═════ MATERIAL
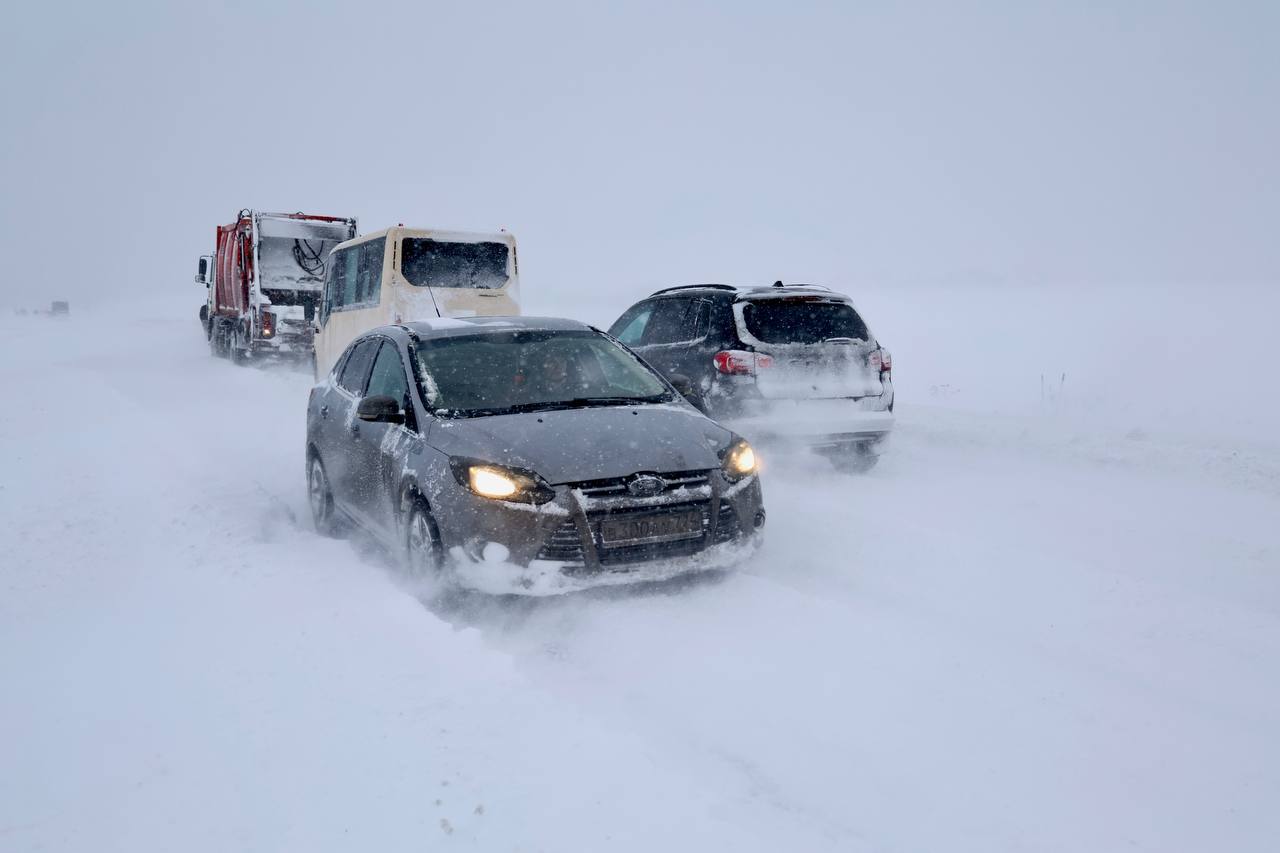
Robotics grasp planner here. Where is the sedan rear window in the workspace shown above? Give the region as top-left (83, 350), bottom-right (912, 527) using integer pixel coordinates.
top-left (742, 297), bottom-right (869, 343)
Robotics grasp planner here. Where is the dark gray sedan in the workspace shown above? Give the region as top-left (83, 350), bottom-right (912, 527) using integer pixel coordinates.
top-left (306, 318), bottom-right (764, 594)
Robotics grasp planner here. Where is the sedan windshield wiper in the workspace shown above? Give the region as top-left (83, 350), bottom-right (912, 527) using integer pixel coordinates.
top-left (448, 394), bottom-right (668, 418)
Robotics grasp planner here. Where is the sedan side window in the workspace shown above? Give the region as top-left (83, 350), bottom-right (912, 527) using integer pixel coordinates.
top-left (365, 341), bottom-right (408, 409)
top-left (338, 338), bottom-right (378, 397)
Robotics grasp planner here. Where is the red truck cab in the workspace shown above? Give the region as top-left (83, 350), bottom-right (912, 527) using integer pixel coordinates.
top-left (196, 209), bottom-right (357, 364)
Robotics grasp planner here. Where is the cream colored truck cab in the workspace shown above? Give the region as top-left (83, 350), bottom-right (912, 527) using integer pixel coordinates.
top-left (315, 227), bottom-right (520, 379)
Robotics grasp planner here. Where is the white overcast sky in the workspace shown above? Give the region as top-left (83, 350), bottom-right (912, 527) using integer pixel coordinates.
top-left (0, 1), bottom-right (1280, 305)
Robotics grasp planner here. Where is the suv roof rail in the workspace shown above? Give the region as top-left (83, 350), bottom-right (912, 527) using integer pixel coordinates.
top-left (650, 284), bottom-right (737, 296)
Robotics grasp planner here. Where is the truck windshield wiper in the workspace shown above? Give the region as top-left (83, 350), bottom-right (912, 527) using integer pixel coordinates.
top-left (442, 394), bottom-right (667, 418)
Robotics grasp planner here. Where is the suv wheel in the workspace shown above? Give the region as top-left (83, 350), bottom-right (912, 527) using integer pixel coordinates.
top-left (404, 500), bottom-right (442, 578)
top-left (307, 453), bottom-right (338, 537)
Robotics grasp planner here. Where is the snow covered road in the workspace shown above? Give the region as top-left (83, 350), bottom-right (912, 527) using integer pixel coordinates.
top-left (0, 295), bottom-right (1280, 852)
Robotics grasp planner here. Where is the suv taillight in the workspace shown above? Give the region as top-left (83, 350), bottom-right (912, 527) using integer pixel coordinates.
top-left (712, 350), bottom-right (773, 377)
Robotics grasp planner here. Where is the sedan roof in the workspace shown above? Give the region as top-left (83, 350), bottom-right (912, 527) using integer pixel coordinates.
top-left (399, 316), bottom-right (591, 338)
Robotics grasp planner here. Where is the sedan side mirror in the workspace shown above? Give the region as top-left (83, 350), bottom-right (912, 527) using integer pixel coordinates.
top-left (356, 394), bottom-right (404, 424)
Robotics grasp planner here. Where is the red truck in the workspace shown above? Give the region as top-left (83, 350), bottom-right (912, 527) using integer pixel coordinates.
top-left (196, 209), bottom-right (356, 364)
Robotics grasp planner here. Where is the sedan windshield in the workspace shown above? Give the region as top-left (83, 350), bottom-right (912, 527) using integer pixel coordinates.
top-left (416, 330), bottom-right (672, 416)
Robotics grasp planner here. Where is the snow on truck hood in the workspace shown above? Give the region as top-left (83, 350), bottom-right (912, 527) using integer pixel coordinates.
top-left (428, 403), bottom-right (732, 485)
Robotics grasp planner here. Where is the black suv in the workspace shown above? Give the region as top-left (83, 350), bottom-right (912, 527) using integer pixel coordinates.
top-left (609, 282), bottom-right (893, 470)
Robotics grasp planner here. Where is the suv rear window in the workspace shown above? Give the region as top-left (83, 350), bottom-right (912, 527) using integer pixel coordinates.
top-left (742, 298), bottom-right (869, 343)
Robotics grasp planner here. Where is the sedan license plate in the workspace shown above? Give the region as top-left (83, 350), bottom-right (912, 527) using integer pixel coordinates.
top-left (600, 510), bottom-right (703, 548)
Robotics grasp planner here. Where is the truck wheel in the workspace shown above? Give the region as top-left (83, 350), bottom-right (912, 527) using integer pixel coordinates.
top-left (307, 453), bottom-right (340, 537)
top-left (404, 498), bottom-right (442, 578)
top-left (228, 328), bottom-right (248, 365)
top-left (209, 319), bottom-right (227, 359)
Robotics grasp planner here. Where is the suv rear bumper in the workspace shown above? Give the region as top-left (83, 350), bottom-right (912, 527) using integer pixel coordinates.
top-left (721, 397), bottom-right (893, 446)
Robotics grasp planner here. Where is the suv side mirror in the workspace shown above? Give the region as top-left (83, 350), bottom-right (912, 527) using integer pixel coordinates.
top-left (356, 394), bottom-right (404, 424)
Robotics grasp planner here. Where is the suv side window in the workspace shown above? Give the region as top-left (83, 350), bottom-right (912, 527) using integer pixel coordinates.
top-left (338, 338), bottom-right (378, 397)
top-left (644, 298), bottom-right (709, 346)
top-left (355, 237), bottom-right (387, 306)
top-left (609, 302), bottom-right (654, 347)
top-left (365, 341), bottom-right (408, 409)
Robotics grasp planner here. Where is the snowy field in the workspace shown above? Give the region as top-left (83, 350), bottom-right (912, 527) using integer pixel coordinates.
top-left (0, 286), bottom-right (1280, 853)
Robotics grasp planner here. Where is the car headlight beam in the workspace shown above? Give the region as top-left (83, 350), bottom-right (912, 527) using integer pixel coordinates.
top-left (723, 439), bottom-right (759, 480)
top-left (449, 456), bottom-right (556, 503)
top-left (467, 465), bottom-right (520, 500)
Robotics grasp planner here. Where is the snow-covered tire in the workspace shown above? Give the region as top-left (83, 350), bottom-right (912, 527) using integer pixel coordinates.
top-left (307, 453), bottom-right (340, 537)
top-left (404, 498), bottom-right (444, 578)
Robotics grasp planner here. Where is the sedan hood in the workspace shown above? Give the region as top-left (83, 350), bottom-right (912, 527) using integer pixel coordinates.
top-left (428, 403), bottom-right (733, 485)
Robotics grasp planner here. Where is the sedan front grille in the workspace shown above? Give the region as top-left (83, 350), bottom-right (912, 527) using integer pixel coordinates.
top-left (716, 501), bottom-right (742, 542)
top-left (573, 471), bottom-right (710, 498)
top-left (536, 520), bottom-right (582, 562)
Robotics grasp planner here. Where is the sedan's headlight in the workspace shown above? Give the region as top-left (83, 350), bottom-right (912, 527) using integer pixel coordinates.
top-left (721, 438), bottom-right (759, 482)
top-left (449, 456), bottom-right (556, 503)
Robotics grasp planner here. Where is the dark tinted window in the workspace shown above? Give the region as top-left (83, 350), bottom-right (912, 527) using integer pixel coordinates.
top-left (338, 338), bottom-right (378, 394)
top-left (356, 237), bottom-right (387, 306)
top-left (644, 298), bottom-right (707, 346)
top-left (401, 237), bottom-right (508, 289)
top-left (365, 341), bottom-right (408, 406)
top-left (742, 297), bottom-right (868, 343)
top-left (609, 302), bottom-right (653, 347)
top-left (329, 246), bottom-right (360, 311)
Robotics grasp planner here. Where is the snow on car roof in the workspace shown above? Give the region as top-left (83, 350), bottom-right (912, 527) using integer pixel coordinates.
top-left (401, 316), bottom-right (591, 338)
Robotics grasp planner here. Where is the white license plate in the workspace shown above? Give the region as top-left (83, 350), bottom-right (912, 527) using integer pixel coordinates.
top-left (600, 510), bottom-right (703, 548)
══════════
#### WORK REQUIRED
Please copy the lines of the material above word for word, starting at the line that contains "Robotics grasp planner here. Where is the snowy" and stopping after the line that contains "top-left (467, 465), bottom-right (520, 500)".

#### SOLUTION FOR THIS EXERCISE
Robotics grasp planner here. Where is the snowy field in the workspace shown above? Give the region as top-left (83, 350), bottom-right (912, 527) using integer pixel coordinates.
top-left (0, 286), bottom-right (1280, 853)
Robotics grasp planner here. Where is the car headlight beam in the workspace shown above? Give the region as top-left (83, 350), bottom-right (912, 527) using integer pixel coordinates.
top-left (723, 439), bottom-right (759, 480)
top-left (449, 456), bottom-right (556, 503)
top-left (467, 465), bottom-right (520, 500)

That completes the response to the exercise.